# [What to work on]
Repeat each entry below exactly.

# [Dataset]

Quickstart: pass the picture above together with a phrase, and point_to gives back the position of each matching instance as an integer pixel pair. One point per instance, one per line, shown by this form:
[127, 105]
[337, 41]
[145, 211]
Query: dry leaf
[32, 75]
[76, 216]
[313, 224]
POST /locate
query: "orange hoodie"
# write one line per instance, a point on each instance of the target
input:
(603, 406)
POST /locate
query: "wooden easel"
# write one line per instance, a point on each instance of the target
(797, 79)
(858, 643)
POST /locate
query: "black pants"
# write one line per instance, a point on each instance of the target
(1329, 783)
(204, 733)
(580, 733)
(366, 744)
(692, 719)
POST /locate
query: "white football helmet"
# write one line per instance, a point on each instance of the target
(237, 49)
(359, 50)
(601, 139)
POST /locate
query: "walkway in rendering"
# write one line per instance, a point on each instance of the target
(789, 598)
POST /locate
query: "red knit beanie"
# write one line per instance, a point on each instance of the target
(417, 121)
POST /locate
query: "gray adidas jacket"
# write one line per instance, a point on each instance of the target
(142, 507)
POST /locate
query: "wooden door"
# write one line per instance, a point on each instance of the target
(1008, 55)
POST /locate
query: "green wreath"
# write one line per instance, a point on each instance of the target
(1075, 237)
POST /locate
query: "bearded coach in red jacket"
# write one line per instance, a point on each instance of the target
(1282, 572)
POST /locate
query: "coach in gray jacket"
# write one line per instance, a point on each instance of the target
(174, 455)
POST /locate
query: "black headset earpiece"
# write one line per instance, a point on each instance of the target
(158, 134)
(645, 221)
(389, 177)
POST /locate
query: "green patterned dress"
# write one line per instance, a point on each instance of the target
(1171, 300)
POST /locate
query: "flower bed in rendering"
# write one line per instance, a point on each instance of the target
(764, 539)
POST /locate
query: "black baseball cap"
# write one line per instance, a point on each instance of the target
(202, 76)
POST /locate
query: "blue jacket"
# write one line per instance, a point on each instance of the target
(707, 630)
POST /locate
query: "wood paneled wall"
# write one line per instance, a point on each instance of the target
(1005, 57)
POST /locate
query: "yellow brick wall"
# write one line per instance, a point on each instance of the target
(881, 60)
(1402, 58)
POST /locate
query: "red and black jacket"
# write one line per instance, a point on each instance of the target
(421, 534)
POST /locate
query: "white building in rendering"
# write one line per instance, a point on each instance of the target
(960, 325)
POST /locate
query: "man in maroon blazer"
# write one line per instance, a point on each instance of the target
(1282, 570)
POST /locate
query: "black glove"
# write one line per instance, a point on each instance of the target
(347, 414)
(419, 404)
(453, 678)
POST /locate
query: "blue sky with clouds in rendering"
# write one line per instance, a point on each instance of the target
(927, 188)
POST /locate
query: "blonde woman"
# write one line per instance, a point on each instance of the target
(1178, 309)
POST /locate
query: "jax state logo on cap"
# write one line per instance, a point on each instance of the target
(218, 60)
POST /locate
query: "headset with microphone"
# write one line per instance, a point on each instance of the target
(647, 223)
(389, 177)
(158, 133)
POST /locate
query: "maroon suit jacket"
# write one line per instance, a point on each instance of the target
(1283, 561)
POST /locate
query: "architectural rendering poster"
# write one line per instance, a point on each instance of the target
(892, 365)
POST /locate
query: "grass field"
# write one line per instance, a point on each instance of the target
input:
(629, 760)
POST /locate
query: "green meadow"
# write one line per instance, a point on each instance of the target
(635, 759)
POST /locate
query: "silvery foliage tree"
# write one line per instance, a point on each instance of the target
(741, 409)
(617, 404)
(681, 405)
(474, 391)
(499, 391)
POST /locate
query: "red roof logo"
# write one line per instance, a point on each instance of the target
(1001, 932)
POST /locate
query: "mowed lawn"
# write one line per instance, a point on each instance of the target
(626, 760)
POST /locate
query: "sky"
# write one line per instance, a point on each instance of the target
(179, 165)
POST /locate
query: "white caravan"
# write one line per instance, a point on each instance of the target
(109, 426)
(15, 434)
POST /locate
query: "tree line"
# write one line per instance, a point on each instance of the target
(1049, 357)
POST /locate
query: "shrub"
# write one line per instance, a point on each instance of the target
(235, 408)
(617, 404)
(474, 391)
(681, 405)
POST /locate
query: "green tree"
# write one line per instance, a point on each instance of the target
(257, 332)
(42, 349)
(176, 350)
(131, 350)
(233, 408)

# [Response to the task]
Quickstart: pass the picture above together with a phrase, and point_to gives back the position of each matching instance as an integer pixel pair. One point per instance, one per line, shown by this form:
[127, 105]
[337, 41]
[145, 211]
Query: dry leaf
[32, 75]
[76, 216]
[313, 224]
POST /locate
query: "orange hoodie"
# write one line per instance, a point on each instance of the target
input:
(603, 406)
POST /locate
query: "wooden easel"
# write one line per instance, a point on each instance of the target
(797, 79)
(858, 643)
POST /locate
query: "black pants"
# write one line per instance, a point on each instance of the target
(1329, 783)
(204, 733)
(580, 733)
(366, 744)
(692, 719)
POST /locate
query: "white football helmet"
# write one line per instance, a point on each instance of the target
(237, 49)
(359, 50)
(601, 139)
POST /locate
query: "walkway in rendering"
# write one line per instance, a point on each instance of the target
(789, 598)
POST /locate
query: "red knit beanie"
# write one line per instance, a point on each instance of the target
(417, 121)
POST /locate
query: "gray adidas jacket"
# write one line per instance, a point on each instance of the target
(142, 507)
POST /locate
query: "wooden door"
# write one line per instance, a point on each instance of the target
(1008, 55)
POST /locate
query: "green wreath"
# write one line per instance, a point on each instance of the target
(1075, 237)
POST /locate
query: "bearded coach in red jacket"
# write one line per instance, a point on each instance of the target
(1282, 572)
POST /locate
query: "coach in gray jacket"
# write one line per instance, a point on each instance of the target
(174, 455)
POST /locate
query: "black headset earpiece"
# write one line per instance, a point on each instance of the target
(158, 134)
(645, 221)
(389, 177)
POST /locate
query: "green patterned dress"
# write one line per instance, a point on each instance of the target
(1171, 300)
POST /locate
query: "flower bed in rendering"
# write one line per instance, a point on each instance of the target
(764, 539)
POST /locate
query: "black baseball cap"
# write one line per instance, a point on each instance of the target
(202, 76)
POST /locate
query: "blue jacket"
# write one line per instance, a point on each instance of the target
(707, 630)
POST /locate
query: "wood paneled wall"
# write one line per instance, a point on each instance of the target
(1005, 57)
POST /locate
query: "yellow brick wall"
# write one line per instance, a point on each instance of the target
(881, 60)
(1402, 58)
POST /locate
query: "red and black jacket"
# write one line per instance, a point on each instance of the target
(421, 534)
POST /locate
query: "white building in rendering"
# write one line per instance, a point on each instance of the target
(960, 325)
POST /locate
query: "man in maroon blazer"
# write one line per instance, a point on each instance of the target
(1282, 570)
POST /locate
query: "black glove"
# write one line per instance, a point on each instance of the target
(347, 414)
(419, 404)
(453, 678)
POST /locate
query: "blue sky with clouds in rendering"
# write one line per instance, a point on each instance of the target
(927, 188)
POST /locate
query: "blonde woman"
# write one line per instance, a point on each instance of the target
(1178, 309)
POST /locate
query: "jax state logo on cap"
# write one line per instance, a point on each instance of the target
(218, 60)
POST /locate
query: "headset with microphone"
# write one line per instance, a point on each instance of the target
(647, 223)
(389, 177)
(158, 133)
POST /locate
query: "maroon suit jacket"
# write one line per instance, a point on each instance of the target
(1283, 561)
POST /locate
query: "architectural rendering poster"
# write one line per instance, a point on each instance of the target
(892, 365)
POST /locate
query: "grass field"
# write one line per instance, a point on each instance of the target
input:
(629, 760)
POST /locate
query: "green meadow"
# write one line per instance, a point on each instance of the target
(635, 759)
POST /locate
query: "silvery foliage tree"
# write one line per instance, a point on each instance of the target
(741, 409)
(617, 404)
(681, 405)
(474, 391)
(499, 391)
POST /locate
query: "red roof logo"
# write one line per instance, a point on each instance of the target
(1001, 932)
POST /locate
query: "mowed lawn"
# write one line per instance, a point on each instance of the target
(626, 760)
POST /locate
query: "sky"
# write one line per instance, a point on each instance of the target
(179, 165)
POST /locate
query: "white caravan"
# write one line per instance, a point on each instance of the target
(109, 426)
(15, 434)
POST /locate
query: "tree line"
# write one line per instance, a point on each instance of the target
(1049, 357)
POST /locate
query: "shrub"
# write one line per instance, a point on each instance of the target
(235, 408)
(617, 404)
(474, 391)
(681, 405)
POST /locate
query: "green tree"
# write one line per instance, a point on each instance of the target
(257, 332)
(42, 349)
(176, 350)
(131, 350)
(233, 408)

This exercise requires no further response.